| Page excerpt |
--- --- ---
Re: 2001-09-07#6: ns qualified parseType values from Graham Klyne on 2001-09-19 (w3c-rdfcore-wg@w3.org from September 2001)

From: Graham Klyne <Graham.Klyne@MIMEsweeper.com>
Date: Wed, 19 Sep 2001 09:41:34 +0100
To: "dehora" <dehora@eircom.net>
Cc: "W3C Rdfcore" <w3c-rdfcore-wg@w3.org>
Message-Id: <5.1.0.14.2.20010919091311.038ec6a0@joy.songbird.com>
Bill,

I've studied this in a little more detail than for my first 
response.  While I rather like the idea of using qualified names (hence 
URI-refs) to identify parseType values, I am concerned that there are 
aspects of your proposal that are unclear or possibly over-complicated.

I think the key points in your proposal are:

(1) presence of a rdf:parseType attribute, whatever its value, means the 
literal value must be well-formed XML.  (Otherwise, the literal may be an 
arbitrary Unicode string.)

(2) rdf:parseType values "Literal" and "Resource" stand with their current 
meanings.  Values rdf:Literal and rdf:Resource (where 'rdf:' is prefix for 
the namespace of RDF syntax) are equivalent values.

** 1st complication:  some old parsers may misinterpret rdf:Resource and 
Literal;  I think that results in loss of functionality rather than 
complete failure of interoperability, but it's still messy.

(3) a new value, rdf:Canonical is proposed for canonical XML

** 2nd complication:  what does this effect?  Does it mean that the 
contained literal must be canonical XML, or the value emitted by the parser 
is to be canonicalized.  I think you mean the latter, but this raises the 
point that the rdf:parseType value may sometimes modify the allowed form of 
the XML literal ("Resource"), and sometimes may modify the way it is 
handled by the parser.  My intuition is that this is an overloading that 
may give rise to confusion, or worse.
--- --- ---
| Given instruction |
Can you carry on the email on RDF parseType values from the point where it stops? The material after this email isn't needed.

| Information provided |
--- --- ---
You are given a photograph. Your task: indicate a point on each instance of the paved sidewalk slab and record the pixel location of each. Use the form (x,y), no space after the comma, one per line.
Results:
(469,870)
--- --- ---
| Response |
(4) other rdf:parseType options may be introduced using namespace qualified 
values.

...

An alternative to (2) might be to say simply that the specification of 
unqualified values is reserved to the RDF specification, including its 
future revisions and versions.  Thus, "Literal" and "Resource" stand, and 
the alternative forms "rdf:Literal", "rdf:Resource" are not invoked.  Other 
values may be defined in future, but only by RDF specs.  Then, point (4) is 
established as *the* way to introduce separately-defined rdf:parseType values.

I find point (3) is more difficult.  Why do we want to canonicalize XML?  I 
think the answer is to define a form of equivalence that can be tested by 
string comparison.  I'd rather target the equivalence issue directly, and I 
think this is an issue separate from rdf:parseType since it also arises 
with non-XML literals (e.g. dates, numbers, etc.).  Anyway, 
canonicalization doesn't completely solve the problem in the case of 
rdf:parseType="Resource", where the logical definition of equivalence would 
be two literals yielding the same RDF graph.

In summary, I suggest:
(a) retain "Literal", "Resource" as is, and reserve unqualified values to 
present and future RDF specs.
(b) indicate qualified names as the way for other specs to introduce 
alternative rdf:parseType values (noting that they musty always be 
well-formed XML).
(c) drop all reference to canonicalization, and address the 
literal-equivalence question separately, or later.

#g
--

At 05:19 AM 9/14/01 +0100, dehora wrote:
>"Prepare a proposal for namespace qualification values of rdf:parseType
>attributes upon which the group can make a decision."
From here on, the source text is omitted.